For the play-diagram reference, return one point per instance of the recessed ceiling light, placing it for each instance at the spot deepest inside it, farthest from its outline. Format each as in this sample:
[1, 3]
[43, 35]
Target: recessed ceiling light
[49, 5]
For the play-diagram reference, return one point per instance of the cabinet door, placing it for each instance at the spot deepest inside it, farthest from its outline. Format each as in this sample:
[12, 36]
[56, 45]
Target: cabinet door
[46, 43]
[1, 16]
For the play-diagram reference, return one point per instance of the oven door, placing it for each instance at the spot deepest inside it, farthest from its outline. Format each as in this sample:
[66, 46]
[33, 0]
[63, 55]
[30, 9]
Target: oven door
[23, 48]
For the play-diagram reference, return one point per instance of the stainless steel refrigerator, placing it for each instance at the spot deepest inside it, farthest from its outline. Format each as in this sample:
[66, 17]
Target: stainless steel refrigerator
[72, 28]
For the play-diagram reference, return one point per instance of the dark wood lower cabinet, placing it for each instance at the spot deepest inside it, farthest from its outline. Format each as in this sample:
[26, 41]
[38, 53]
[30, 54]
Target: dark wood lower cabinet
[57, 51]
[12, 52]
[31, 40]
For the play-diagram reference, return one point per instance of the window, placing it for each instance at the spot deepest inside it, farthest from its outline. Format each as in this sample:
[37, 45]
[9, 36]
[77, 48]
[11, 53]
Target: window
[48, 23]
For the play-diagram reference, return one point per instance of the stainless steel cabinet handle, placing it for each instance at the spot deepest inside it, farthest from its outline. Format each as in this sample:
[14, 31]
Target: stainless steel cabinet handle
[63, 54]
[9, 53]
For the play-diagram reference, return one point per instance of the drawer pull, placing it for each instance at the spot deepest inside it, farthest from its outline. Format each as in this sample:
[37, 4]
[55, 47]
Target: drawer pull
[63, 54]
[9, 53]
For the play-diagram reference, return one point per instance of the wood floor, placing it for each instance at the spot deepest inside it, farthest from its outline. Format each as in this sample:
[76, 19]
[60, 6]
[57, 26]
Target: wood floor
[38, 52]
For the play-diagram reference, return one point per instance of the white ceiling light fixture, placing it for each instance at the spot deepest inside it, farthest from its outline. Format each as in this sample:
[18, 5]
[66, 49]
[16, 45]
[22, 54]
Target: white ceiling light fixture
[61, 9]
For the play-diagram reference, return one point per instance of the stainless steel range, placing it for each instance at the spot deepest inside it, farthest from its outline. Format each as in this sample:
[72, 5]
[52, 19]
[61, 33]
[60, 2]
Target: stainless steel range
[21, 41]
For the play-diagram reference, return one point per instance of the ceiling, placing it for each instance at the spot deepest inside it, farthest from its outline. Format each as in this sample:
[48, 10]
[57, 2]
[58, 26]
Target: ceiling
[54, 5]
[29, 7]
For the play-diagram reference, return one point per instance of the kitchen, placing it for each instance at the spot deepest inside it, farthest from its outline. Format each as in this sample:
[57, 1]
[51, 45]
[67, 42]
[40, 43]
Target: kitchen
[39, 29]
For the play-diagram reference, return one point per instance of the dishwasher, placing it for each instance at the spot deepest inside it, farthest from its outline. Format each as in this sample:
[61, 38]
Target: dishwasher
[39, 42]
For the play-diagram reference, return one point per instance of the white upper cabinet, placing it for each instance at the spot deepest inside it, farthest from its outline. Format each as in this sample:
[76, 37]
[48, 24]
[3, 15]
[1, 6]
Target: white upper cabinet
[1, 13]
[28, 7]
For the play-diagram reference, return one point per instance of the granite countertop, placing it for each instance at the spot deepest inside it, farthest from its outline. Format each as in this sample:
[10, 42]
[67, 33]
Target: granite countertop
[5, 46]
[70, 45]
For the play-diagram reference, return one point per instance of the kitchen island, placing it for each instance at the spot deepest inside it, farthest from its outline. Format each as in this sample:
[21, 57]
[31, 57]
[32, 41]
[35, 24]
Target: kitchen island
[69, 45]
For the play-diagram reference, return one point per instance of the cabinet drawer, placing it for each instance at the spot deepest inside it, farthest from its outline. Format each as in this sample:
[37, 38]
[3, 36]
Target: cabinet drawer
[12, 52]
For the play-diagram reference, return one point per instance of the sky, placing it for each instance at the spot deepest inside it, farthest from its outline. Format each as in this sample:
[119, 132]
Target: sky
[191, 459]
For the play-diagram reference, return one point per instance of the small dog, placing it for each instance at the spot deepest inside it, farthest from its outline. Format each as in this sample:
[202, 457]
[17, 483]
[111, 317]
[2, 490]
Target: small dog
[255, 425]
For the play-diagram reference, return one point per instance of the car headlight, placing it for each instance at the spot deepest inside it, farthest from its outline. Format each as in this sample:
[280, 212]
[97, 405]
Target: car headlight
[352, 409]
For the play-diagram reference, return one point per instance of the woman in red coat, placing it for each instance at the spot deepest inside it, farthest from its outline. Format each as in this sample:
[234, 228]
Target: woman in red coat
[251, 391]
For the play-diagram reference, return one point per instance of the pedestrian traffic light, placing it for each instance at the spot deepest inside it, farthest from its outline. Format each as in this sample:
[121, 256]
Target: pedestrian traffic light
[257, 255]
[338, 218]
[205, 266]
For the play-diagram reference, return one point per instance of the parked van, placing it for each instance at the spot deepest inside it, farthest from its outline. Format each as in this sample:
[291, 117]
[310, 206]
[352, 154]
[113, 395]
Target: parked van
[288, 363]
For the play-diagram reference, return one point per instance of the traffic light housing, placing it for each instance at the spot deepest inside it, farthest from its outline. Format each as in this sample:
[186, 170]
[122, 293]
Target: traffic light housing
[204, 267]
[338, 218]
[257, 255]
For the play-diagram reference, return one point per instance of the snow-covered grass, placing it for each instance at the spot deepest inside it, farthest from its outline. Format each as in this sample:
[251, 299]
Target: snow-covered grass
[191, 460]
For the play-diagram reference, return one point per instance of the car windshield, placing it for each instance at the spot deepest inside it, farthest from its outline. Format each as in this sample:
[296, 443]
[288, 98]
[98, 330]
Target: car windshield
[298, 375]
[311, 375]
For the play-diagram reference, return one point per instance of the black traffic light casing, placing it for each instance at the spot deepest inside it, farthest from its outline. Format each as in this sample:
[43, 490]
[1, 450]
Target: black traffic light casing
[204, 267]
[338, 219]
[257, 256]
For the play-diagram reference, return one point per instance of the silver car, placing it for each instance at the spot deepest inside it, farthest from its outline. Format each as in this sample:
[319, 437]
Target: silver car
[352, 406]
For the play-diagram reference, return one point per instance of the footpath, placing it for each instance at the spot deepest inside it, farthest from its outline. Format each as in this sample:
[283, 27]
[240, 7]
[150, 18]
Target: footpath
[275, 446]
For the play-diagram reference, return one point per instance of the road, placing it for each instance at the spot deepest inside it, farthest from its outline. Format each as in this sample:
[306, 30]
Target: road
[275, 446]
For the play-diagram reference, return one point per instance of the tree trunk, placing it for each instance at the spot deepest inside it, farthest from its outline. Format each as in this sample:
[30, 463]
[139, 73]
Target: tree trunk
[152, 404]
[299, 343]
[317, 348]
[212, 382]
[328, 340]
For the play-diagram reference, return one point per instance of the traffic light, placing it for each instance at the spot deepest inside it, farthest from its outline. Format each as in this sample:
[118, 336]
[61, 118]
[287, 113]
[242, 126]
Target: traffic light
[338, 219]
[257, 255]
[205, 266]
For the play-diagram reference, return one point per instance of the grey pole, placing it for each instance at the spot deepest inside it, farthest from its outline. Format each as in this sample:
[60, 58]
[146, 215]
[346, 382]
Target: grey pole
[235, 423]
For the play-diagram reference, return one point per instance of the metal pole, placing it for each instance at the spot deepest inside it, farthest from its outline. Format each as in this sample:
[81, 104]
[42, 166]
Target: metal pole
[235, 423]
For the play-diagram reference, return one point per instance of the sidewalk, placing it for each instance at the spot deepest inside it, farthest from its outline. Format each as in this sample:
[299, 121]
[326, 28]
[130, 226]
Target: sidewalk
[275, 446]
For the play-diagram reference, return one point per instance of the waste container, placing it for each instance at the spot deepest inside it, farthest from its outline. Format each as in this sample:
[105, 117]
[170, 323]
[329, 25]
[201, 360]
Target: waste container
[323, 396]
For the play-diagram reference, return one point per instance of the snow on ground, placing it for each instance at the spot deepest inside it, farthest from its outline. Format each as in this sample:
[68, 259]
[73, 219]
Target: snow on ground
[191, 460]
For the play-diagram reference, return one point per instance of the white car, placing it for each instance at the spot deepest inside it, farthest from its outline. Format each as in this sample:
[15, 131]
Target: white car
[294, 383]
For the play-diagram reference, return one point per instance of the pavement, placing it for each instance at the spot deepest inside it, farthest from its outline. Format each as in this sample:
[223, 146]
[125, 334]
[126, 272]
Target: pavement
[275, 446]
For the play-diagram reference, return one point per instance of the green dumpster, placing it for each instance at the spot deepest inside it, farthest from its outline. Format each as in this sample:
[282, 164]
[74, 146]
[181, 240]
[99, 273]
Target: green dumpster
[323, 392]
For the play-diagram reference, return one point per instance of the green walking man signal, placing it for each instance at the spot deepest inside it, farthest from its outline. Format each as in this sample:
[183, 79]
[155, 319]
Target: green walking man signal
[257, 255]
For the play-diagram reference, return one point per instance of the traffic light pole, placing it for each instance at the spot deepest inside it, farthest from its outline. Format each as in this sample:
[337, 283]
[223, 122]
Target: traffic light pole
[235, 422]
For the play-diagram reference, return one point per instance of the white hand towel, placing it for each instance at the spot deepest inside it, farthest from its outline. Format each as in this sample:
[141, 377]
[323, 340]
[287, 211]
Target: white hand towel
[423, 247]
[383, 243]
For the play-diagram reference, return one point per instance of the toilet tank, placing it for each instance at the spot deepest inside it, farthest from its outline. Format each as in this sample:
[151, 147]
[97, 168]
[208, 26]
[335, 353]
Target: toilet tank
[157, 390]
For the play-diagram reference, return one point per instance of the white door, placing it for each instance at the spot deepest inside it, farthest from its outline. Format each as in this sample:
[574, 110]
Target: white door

+++

EXERCISE: Quote the lines of the listing above that run from the line with "the pavement, placing" through its last line, both included, and nothing else.

SOLUTION TO THE EXERCISE:
For the play-diagram reference, return one point per instance of the pavement, placing it for each instance at the spot deepest inside it, farthest from its outline. Format each as in this sample:
[223, 146]
[125, 334]
[126, 272]
Target: pavement
[275, 446]
For the play-diagram reference, return one point per instance of the green dumpster, placing it for each instance at the spot deepest inside it, farthest from its outline. Format each as in this sample:
[282, 164]
[74, 146]
[181, 240]
[99, 273]
Target: green dumpster
[323, 392]
For the play-diagram reference, return one point per instance of the green walking man signal, placing it for each instance at the spot deepest inside it, farthest from its outline. Format each as in this sample:
[183, 79]
[155, 319]
Target: green walking man signal
[257, 255]
For the play-diagram reference, return one point per instance of the traffic light pole, placing it for each instance at the spot deepest inside it, farthest from its outline. Format each as in this sample:
[337, 283]
[223, 122]
Target: traffic light pole
[235, 422]
For the play-diagram reference, return one point per instance of the white hand towel, placing it for each instance at the spot deepest inside it, farthest from its outline. Format each as in this sample:
[141, 377]
[323, 340]
[287, 211]
Target: white hand towel
[423, 247]
[383, 243]
For the play-diagram reference, return one point per instance of the toilet tank, placing it for each instance at the spot deepest inside it, farthest from its outline. Format each as in this sample:
[151, 147]
[97, 168]
[208, 26]
[335, 353]
Target: toilet tank
[157, 390]
For the play-diagram reference, return one point per instance of the white door, placing it for each instance at the spot deepest inside it, farthest from its outline. Format each as in this sample:
[574, 110]
Target: white door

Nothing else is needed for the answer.